DIRECTIONS FOR THIS TASK =
When you reach the line containing "point: semi truck" in the entries below, start writing out each line exactly, and stop after the line containing "point: truck tire".

Data excerpts =
----

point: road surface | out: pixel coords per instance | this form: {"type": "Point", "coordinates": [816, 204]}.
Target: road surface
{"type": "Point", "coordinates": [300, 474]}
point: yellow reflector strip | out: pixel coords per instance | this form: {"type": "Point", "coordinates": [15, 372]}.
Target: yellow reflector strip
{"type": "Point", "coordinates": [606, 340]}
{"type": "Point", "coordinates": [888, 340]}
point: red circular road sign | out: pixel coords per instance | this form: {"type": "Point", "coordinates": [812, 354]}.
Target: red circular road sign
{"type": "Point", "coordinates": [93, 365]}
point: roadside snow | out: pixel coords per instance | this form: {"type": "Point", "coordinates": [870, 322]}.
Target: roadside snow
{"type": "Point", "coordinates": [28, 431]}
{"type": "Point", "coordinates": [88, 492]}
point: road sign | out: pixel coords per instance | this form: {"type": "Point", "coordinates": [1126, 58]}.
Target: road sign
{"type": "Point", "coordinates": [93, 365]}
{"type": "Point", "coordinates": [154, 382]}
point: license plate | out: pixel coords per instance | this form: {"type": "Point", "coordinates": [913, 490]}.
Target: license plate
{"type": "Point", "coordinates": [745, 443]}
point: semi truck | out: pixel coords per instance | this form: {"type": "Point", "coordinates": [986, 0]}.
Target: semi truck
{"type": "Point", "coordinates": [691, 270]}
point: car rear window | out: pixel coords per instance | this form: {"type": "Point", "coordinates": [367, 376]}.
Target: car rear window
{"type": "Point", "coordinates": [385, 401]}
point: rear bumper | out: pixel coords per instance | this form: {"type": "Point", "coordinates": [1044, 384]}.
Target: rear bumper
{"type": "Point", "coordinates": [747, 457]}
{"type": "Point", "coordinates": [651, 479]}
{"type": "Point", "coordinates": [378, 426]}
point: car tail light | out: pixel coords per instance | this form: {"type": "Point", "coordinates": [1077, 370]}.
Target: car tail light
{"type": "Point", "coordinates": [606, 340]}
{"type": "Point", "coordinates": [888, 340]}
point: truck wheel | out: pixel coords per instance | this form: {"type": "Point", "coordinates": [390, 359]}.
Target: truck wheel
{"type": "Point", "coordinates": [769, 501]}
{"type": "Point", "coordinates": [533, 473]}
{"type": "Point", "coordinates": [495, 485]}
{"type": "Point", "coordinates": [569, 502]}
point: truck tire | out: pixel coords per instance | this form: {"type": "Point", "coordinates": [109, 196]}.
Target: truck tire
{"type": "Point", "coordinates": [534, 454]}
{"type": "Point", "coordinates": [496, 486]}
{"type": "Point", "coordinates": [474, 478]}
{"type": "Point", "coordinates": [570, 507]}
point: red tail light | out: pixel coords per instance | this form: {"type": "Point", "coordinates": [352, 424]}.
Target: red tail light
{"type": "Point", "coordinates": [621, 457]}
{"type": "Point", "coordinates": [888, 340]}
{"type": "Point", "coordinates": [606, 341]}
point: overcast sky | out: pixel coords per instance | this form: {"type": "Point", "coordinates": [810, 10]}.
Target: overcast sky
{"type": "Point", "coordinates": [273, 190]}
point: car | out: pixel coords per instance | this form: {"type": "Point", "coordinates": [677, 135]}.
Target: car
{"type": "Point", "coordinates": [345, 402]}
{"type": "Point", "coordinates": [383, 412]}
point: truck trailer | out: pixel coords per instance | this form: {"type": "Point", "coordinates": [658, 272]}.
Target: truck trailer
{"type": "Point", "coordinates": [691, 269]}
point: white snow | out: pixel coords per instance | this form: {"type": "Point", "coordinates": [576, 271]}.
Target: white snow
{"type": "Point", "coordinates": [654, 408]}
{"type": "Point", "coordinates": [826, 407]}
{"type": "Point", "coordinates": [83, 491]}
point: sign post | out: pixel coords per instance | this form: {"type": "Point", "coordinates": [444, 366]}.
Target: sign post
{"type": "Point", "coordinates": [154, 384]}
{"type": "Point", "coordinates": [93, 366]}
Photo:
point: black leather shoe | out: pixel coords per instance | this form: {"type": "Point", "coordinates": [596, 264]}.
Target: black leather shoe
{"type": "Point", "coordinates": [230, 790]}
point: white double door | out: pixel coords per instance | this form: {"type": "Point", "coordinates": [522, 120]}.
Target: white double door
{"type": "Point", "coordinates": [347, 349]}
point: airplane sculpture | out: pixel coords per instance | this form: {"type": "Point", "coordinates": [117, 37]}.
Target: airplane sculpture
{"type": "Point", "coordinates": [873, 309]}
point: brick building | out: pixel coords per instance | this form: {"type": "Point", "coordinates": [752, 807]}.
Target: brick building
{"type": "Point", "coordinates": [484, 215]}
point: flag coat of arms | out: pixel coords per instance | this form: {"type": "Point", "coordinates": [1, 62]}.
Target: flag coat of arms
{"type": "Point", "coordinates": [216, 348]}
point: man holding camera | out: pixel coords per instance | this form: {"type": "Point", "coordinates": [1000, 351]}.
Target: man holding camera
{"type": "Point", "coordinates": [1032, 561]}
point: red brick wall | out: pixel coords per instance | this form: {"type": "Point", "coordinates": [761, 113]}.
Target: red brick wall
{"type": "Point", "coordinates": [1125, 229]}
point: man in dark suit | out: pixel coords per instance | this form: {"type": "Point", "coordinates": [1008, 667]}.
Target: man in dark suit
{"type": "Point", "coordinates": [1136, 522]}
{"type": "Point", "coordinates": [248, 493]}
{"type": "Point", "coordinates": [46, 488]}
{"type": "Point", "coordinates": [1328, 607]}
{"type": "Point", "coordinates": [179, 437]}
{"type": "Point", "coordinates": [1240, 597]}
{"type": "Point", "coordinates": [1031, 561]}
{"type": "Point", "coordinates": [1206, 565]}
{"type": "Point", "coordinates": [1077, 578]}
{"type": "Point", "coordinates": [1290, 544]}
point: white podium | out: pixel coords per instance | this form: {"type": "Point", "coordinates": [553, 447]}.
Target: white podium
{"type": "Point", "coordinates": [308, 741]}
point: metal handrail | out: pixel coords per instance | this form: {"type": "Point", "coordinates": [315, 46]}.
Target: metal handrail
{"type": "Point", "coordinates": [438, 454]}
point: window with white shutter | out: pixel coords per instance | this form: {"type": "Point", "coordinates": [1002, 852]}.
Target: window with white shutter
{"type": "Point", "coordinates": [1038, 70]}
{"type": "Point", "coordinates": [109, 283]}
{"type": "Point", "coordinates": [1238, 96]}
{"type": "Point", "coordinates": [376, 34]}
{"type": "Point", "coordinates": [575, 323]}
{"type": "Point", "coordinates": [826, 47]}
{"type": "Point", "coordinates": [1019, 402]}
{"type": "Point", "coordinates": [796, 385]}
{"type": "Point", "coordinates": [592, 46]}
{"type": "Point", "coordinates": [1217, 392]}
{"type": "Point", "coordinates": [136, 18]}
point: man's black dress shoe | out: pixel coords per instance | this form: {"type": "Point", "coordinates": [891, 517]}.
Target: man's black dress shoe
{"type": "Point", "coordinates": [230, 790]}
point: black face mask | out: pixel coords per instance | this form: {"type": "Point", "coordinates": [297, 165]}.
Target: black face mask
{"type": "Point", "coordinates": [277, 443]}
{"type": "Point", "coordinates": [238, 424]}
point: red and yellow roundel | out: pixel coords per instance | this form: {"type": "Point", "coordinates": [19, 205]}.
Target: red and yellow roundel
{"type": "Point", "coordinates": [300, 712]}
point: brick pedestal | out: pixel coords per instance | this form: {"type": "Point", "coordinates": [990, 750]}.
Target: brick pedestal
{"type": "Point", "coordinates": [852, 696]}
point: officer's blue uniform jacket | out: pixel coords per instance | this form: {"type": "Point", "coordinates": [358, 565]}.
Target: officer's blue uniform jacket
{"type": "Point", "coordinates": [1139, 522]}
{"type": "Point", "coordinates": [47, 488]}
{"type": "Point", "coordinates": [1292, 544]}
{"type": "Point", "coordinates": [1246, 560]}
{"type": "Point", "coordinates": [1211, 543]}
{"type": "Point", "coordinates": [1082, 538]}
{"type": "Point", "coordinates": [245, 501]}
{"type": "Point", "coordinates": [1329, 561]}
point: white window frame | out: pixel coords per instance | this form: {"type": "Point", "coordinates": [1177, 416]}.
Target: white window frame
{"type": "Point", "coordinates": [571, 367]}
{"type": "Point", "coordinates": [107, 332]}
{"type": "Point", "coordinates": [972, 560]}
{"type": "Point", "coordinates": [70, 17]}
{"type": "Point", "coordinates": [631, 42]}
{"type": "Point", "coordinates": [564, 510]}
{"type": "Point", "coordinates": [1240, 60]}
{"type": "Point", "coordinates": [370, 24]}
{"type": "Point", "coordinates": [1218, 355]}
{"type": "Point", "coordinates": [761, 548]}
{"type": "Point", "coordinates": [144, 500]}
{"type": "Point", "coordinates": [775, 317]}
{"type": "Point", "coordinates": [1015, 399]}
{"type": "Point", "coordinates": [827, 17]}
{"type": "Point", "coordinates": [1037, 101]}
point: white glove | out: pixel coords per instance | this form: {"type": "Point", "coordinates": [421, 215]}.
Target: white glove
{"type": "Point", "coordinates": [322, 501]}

----

ANSWER SPACE =
point: semi truck | out: pixel coords per instance | this form: {"type": "Point", "coordinates": [986, 0]}.
Target: semi truck
{"type": "Point", "coordinates": [691, 270]}
point: car rear window | out: pixel coords per instance | this form: {"type": "Point", "coordinates": [367, 376]}.
Target: car rear window
{"type": "Point", "coordinates": [385, 401]}
point: rear bumper | out: pixel coords per instance | this form: {"type": "Point", "coordinates": [1044, 384]}.
Target: rear bumper
{"type": "Point", "coordinates": [747, 457]}
{"type": "Point", "coordinates": [651, 479]}
{"type": "Point", "coordinates": [378, 426]}
point: car tail light | out: pixel coords per instance | this form: {"type": "Point", "coordinates": [1077, 370]}.
Target: car tail light
{"type": "Point", "coordinates": [606, 340]}
{"type": "Point", "coordinates": [888, 340]}
point: truck wheel | out: pixel coords per instance | this form: {"type": "Point", "coordinates": [390, 359]}.
Target: truck wheel
{"type": "Point", "coordinates": [769, 501]}
{"type": "Point", "coordinates": [533, 473]}
{"type": "Point", "coordinates": [495, 485]}
{"type": "Point", "coordinates": [569, 502]}
point: truck tire | out: pixel coords per instance | this form: {"type": "Point", "coordinates": [109, 196]}.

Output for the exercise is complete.